### Task details:
Reproduce every line of the records below verbatim.

##### Records for processing #####

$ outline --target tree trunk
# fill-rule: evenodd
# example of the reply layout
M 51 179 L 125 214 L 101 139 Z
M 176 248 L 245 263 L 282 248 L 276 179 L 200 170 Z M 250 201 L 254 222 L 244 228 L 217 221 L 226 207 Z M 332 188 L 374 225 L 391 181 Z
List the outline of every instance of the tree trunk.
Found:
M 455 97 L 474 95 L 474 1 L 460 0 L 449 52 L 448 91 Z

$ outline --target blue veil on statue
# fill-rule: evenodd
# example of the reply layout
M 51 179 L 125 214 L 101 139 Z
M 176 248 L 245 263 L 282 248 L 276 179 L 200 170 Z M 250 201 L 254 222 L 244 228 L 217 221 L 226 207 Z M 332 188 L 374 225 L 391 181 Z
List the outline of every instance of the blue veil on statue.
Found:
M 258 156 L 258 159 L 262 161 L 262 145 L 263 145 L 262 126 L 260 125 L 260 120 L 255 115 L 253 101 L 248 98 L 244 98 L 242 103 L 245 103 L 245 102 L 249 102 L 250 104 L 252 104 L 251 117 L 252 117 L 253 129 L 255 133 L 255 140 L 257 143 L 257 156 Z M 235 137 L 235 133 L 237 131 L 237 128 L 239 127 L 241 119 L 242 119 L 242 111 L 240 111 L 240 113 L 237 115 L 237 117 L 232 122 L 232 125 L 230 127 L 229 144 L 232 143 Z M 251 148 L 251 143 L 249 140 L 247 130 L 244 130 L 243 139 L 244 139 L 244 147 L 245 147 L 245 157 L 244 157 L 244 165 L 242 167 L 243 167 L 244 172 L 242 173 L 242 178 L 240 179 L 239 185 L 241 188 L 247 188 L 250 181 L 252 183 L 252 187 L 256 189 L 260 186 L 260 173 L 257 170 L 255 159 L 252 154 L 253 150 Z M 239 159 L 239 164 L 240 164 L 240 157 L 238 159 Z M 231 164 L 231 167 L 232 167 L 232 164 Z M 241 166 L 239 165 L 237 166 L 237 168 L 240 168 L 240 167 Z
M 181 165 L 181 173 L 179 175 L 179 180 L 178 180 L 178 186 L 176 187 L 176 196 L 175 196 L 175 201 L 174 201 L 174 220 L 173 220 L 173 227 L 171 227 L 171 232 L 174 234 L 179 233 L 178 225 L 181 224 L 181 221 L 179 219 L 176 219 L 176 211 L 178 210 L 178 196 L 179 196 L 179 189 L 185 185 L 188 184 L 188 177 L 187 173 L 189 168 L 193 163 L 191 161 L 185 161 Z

#####

### Solution to the exercise:
$ outline --target tree trunk
# fill-rule: evenodd
# example of the reply layout
M 51 179 L 125 214 L 101 139 Z
M 176 248 L 245 263 L 282 248 L 276 179 L 200 170 Z M 250 201 L 254 222 L 244 228 L 217 221 L 226 207 Z M 332 188 L 374 225 L 391 181 Z
List the outline of every instance of the tree trunk.
Found:
M 455 97 L 474 95 L 474 1 L 460 0 L 449 52 L 448 91 Z

$ outline --target blue veil on statue
# fill-rule: evenodd
# example of the reply layout
M 51 179 L 125 214 L 101 139 Z
M 176 248 L 245 263 L 282 248 L 276 179 L 200 170 Z M 250 201 L 254 222 L 244 228 L 217 221 L 226 207 Z M 332 188 L 374 225 L 391 181 Z
List the outline of every instance of the blue veil on statue.
Found:
M 258 156 L 258 159 L 262 161 L 262 145 L 263 145 L 262 126 L 260 125 L 260 120 L 255 115 L 253 101 L 248 98 L 244 98 L 242 103 L 245 103 L 245 102 L 249 102 L 250 104 L 252 104 L 251 117 L 252 117 L 253 129 L 255 133 L 255 140 L 257 143 L 257 156 Z M 235 137 L 235 133 L 237 131 L 237 128 L 239 127 L 241 119 L 242 119 L 242 111 L 240 111 L 240 113 L 237 115 L 237 117 L 232 122 L 232 125 L 230 127 L 229 144 L 232 143 Z M 251 148 L 251 143 L 249 140 L 247 130 L 244 130 L 243 139 L 244 139 L 244 147 L 245 147 L 245 157 L 244 157 L 244 165 L 242 167 L 243 167 L 244 172 L 242 173 L 242 178 L 240 179 L 239 185 L 241 188 L 247 188 L 250 181 L 252 183 L 252 187 L 256 189 L 260 186 L 260 173 L 257 170 L 255 159 L 252 154 L 253 150 Z M 239 159 L 239 164 L 240 164 L 240 157 L 238 159 Z M 231 164 L 231 167 L 232 167 L 232 164 Z M 241 166 L 239 165 L 237 166 L 237 168 L 240 168 L 240 167 Z
M 181 165 L 181 173 L 179 175 L 179 180 L 178 180 L 178 186 L 176 187 L 176 196 L 175 196 L 175 201 L 174 201 L 174 220 L 173 220 L 173 227 L 171 227 L 171 232 L 174 234 L 179 233 L 178 225 L 181 224 L 181 221 L 179 219 L 176 219 L 176 211 L 178 210 L 178 196 L 179 196 L 179 189 L 185 185 L 188 184 L 188 177 L 187 173 L 189 168 L 193 163 L 191 161 L 185 161 Z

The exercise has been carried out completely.